§ **Assignment**:
Nothing but the records, repeated exactly, should form the response.

§ **Natural language region descriptions**:
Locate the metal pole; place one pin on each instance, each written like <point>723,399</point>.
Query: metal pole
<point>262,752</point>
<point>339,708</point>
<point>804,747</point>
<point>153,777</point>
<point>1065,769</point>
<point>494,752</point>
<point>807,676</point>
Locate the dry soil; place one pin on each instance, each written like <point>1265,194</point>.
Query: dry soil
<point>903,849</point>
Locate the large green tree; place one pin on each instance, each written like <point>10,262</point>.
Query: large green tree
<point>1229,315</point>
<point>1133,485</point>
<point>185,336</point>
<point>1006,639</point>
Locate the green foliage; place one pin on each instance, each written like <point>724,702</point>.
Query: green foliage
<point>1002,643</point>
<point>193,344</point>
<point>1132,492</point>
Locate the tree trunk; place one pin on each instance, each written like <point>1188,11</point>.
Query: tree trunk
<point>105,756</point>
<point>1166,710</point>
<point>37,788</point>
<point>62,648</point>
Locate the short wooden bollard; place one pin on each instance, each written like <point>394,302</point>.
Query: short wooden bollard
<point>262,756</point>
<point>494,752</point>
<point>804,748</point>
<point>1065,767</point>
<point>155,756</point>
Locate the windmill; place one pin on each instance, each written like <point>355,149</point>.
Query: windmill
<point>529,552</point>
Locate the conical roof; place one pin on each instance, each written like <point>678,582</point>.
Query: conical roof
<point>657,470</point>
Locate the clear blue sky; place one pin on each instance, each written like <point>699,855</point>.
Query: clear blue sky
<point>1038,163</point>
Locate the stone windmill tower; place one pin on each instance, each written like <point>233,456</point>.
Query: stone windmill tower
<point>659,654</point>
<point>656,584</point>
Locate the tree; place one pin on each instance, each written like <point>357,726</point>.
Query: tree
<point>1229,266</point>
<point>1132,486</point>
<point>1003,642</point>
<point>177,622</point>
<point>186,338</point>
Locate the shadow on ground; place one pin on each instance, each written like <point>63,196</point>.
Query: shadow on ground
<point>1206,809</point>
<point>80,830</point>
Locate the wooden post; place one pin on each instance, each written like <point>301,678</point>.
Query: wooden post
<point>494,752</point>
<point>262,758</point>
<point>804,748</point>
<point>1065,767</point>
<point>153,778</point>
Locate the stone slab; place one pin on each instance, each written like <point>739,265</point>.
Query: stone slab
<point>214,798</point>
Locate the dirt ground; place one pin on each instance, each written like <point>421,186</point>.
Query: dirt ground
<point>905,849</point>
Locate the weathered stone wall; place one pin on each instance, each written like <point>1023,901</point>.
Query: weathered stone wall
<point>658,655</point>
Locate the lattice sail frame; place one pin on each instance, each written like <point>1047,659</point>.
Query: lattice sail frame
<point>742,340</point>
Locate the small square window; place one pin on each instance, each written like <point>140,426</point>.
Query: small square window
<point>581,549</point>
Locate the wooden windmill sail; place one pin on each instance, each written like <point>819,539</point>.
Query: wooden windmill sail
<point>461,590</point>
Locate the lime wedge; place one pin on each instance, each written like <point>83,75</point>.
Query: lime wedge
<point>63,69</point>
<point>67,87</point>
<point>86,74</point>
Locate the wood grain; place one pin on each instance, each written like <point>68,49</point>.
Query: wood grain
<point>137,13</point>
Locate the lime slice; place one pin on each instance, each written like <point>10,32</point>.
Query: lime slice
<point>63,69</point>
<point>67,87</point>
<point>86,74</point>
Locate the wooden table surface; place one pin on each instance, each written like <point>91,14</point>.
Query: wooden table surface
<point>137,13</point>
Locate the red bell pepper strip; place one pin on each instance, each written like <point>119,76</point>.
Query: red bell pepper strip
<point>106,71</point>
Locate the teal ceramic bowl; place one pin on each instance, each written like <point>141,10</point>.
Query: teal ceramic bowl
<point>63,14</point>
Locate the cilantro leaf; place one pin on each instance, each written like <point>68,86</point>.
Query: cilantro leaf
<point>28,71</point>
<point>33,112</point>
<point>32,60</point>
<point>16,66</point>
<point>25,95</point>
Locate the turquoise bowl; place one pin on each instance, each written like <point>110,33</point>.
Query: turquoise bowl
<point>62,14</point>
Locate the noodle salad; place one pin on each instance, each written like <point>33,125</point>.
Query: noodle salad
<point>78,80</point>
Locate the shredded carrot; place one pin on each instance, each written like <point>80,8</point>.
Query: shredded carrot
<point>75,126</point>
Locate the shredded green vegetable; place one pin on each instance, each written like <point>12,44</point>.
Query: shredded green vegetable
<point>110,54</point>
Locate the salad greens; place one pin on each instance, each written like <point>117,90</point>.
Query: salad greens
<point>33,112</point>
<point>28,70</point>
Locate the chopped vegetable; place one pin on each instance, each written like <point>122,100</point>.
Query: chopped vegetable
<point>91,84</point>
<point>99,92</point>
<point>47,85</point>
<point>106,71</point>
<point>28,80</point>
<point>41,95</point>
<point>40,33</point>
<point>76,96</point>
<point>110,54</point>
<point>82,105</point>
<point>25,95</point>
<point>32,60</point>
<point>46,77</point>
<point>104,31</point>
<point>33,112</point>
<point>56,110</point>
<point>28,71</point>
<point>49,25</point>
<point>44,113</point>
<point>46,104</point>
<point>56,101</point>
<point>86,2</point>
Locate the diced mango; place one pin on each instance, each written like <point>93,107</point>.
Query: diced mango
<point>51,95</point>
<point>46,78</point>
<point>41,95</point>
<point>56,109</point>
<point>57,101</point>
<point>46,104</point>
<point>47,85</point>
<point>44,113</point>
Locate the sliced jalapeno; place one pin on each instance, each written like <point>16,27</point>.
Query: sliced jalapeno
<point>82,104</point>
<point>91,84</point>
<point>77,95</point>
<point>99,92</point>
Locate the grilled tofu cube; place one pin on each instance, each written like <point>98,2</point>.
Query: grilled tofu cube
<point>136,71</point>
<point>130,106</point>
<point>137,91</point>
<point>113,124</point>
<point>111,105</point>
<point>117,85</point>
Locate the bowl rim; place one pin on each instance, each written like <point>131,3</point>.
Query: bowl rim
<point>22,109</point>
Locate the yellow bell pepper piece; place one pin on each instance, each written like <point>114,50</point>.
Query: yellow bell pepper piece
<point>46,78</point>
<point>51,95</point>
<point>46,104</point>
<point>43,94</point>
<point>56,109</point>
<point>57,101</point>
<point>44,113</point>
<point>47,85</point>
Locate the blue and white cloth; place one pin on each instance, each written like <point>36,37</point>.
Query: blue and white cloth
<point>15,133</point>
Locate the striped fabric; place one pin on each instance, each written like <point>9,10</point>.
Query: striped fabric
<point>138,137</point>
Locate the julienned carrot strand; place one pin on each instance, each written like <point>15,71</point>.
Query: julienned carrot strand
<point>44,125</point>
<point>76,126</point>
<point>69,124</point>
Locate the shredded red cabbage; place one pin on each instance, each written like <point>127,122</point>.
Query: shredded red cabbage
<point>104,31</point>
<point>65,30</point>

§ **Response to this exercise**:
Locate the metal pole; place one pin on each instance, each written like <point>723,399</point>.
Query: metal pole
<point>262,752</point>
<point>339,708</point>
<point>804,747</point>
<point>153,777</point>
<point>1065,769</point>
<point>494,752</point>
<point>807,676</point>
Locate the dry soil; place one pin on each instance, each written like <point>1265,194</point>.
Query: dry soil
<point>903,849</point>
Locate the large green tree; place one pin on each instance, each written like <point>10,262</point>.
Query: large green tree
<point>1229,315</point>
<point>1133,485</point>
<point>185,336</point>
<point>1006,639</point>
Locate the green foliage; place one pin on each instance, each written like <point>724,702</point>.
Query: green foliage
<point>1002,643</point>
<point>193,344</point>
<point>1132,492</point>
Locate the tree trunk; place one pin on each instance, each written like <point>1188,11</point>.
Query: tree trunk
<point>105,756</point>
<point>1166,710</point>
<point>37,788</point>
<point>62,648</point>
Locate the short wooden bollard; place one pin on each instance, each written like <point>394,302</point>.
Query: short wooden bollard
<point>262,756</point>
<point>494,752</point>
<point>804,748</point>
<point>1065,767</point>
<point>155,756</point>
Locate the windmill; place one pin on each instance, each written like <point>355,149</point>.
Query: windmill
<point>529,552</point>
Locate the conical roof; place one pin on each instance, each written like <point>678,582</point>.
Query: conical roof
<point>657,470</point>
Locate the clear blue sky; place one pin on each instance, each written like <point>699,855</point>.
Query: clear blue sky
<point>1038,163</point>
Locate the stone windmill tower; place one pin on each instance, each written like <point>233,456</point>.
Query: stone windmill tower
<point>659,654</point>
<point>656,584</point>
Locate the tree; place one pin on each instance, each written like <point>357,726</point>.
Query: tree
<point>1229,266</point>
<point>1132,486</point>
<point>1003,642</point>
<point>177,622</point>
<point>186,338</point>
Locate the shadow on ground; place one pin on each instance, each written like <point>63,196</point>.
Query: shadow on ground
<point>1206,809</point>
<point>80,830</point>
Locate the wooden post; place one pin on each instance, each written like <point>301,678</point>.
Query: wooden post
<point>494,752</point>
<point>262,758</point>
<point>804,748</point>
<point>1065,767</point>
<point>153,778</point>
Locate the stone slab; place one pin on each instance, each written like <point>739,265</point>.
Query: stone slab
<point>214,798</point>
Locate the dirt ground; place one pin on each instance, each written like <point>421,186</point>.
Query: dirt ground
<point>905,849</point>
Locate the weathered stone wall; place one pin on each instance, each written like <point>1023,901</point>.
Query: weathered stone wall
<point>658,655</point>
Locate the lattice sail frame; place one pin on each instance, each written like <point>1047,659</point>.
Query: lattice sail frame
<point>742,340</point>
Locate the small square window; place one pin on each instance, each written like <point>140,426</point>.
Query: small square window
<point>581,549</point>
Locate the wooden windmill sail; place one pin on each instance, each written like <point>819,539</point>.
Query: wooden windmill sail
<point>461,590</point>
Locate the lime wedge; place one pin on each instance, each written like <point>83,75</point>.
Query: lime wedge
<point>63,69</point>
<point>67,87</point>
<point>86,74</point>
Locate the wood grain; place one pin on each instance, each written like <point>68,49</point>.
Query: wood grain
<point>137,13</point>
Locate the lime slice; place one pin on each instance, each written like <point>10,32</point>.
Query: lime slice
<point>63,69</point>
<point>67,87</point>
<point>86,74</point>
Locate the wooden table surface; place one pin on each instance, each written like <point>91,14</point>.
Query: wooden table surface
<point>137,13</point>
Locate the red bell pepper strip; place one pin on each instance, each written like <point>119,76</point>.
Query: red bell pepper strip
<point>106,71</point>
Locate the teal ceramic bowl; place one pin on each instance, each written like <point>141,10</point>.
Query: teal ceramic bowl
<point>63,14</point>
Locate the cilantro leaf; place one pin on each instance, each written like <point>68,86</point>.
Query: cilantro leaf
<point>28,71</point>
<point>33,112</point>
<point>32,60</point>
<point>16,66</point>
<point>25,95</point>
Locate the turquoise bowl; place one pin on each instance, each written like <point>110,33</point>.
Query: turquoise bowl
<point>62,14</point>
Locate the noodle salad; place one pin on each instance, each written like <point>33,125</point>.
Query: noodle salad
<point>78,80</point>
Locate the shredded carrot; place one pin on each instance, each written like <point>80,8</point>.
Query: shredded carrot
<point>75,126</point>
Locate the shredded green vegetable; place one pin on each instance, each written like <point>12,44</point>.
Query: shredded green vegetable
<point>110,54</point>
Locate the salad greens; place one pin on each instance, each written like <point>117,90</point>.
Query: salad greens
<point>33,112</point>
<point>28,70</point>
Locate the chopped vegetable; place one pin on each instance, each written like <point>122,100</point>.
Query: chopped vegetable
<point>91,84</point>
<point>99,92</point>
<point>47,85</point>
<point>106,71</point>
<point>28,80</point>
<point>41,95</point>
<point>40,33</point>
<point>76,96</point>
<point>110,54</point>
<point>82,105</point>
<point>25,95</point>
<point>32,60</point>
<point>46,77</point>
<point>104,31</point>
<point>33,112</point>
<point>56,110</point>
<point>28,71</point>
<point>49,25</point>
<point>44,113</point>
<point>46,104</point>
<point>56,101</point>
<point>86,2</point>
Locate the diced mango; place one pin on each instance, each written like <point>93,107</point>.
Query: diced mango
<point>51,95</point>
<point>46,78</point>
<point>41,95</point>
<point>56,109</point>
<point>57,101</point>
<point>46,104</point>
<point>47,85</point>
<point>44,113</point>
Locate the sliced jalapeno; place one pin on each instance, each written like <point>16,27</point>.
Query: sliced jalapeno
<point>82,104</point>
<point>91,84</point>
<point>77,95</point>
<point>99,92</point>
Locate the grilled tofu cube; place one pin on each instance, each written like <point>98,2</point>.
Query: grilled tofu cube
<point>136,71</point>
<point>130,106</point>
<point>137,91</point>
<point>113,124</point>
<point>111,105</point>
<point>117,85</point>
Locate the bowl rim; place one pin on each instance, each written like <point>131,3</point>.
Query: bowl rim
<point>22,109</point>
Locate the yellow bell pepper piece; place one pin on each instance, each written like <point>114,50</point>.
Query: yellow bell pepper piece
<point>46,78</point>
<point>51,95</point>
<point>46,104</point>
<point>43,94</point>
<point>56,109</point>
<point>57,101</point>
<point>44,113</point>
<point>47,85</point>
Locate the blue and white cloth; place one pin on each instance, each written like <point>36,37</point>.
Query: blue and white cloth
<point>15,133</point>
Locate the striped fabric; place one pin on each instance, each written like <point>9,10</point>.
Query: striped fabric
<point>138,137</point>
Locate the julienned carrot strand; place one pin on each instance, each written like <point>15,71</point>.
Query: julienned carrot strand
<point>44,125</point>
<point>76,126</point>
<point>69,124</point>
Locate the shredded red cabbage; place one pin on each instance, each written like <point>127,122</point>.
Query: shredded red cabbage
<point>104,31</point>
<point>65,30</point>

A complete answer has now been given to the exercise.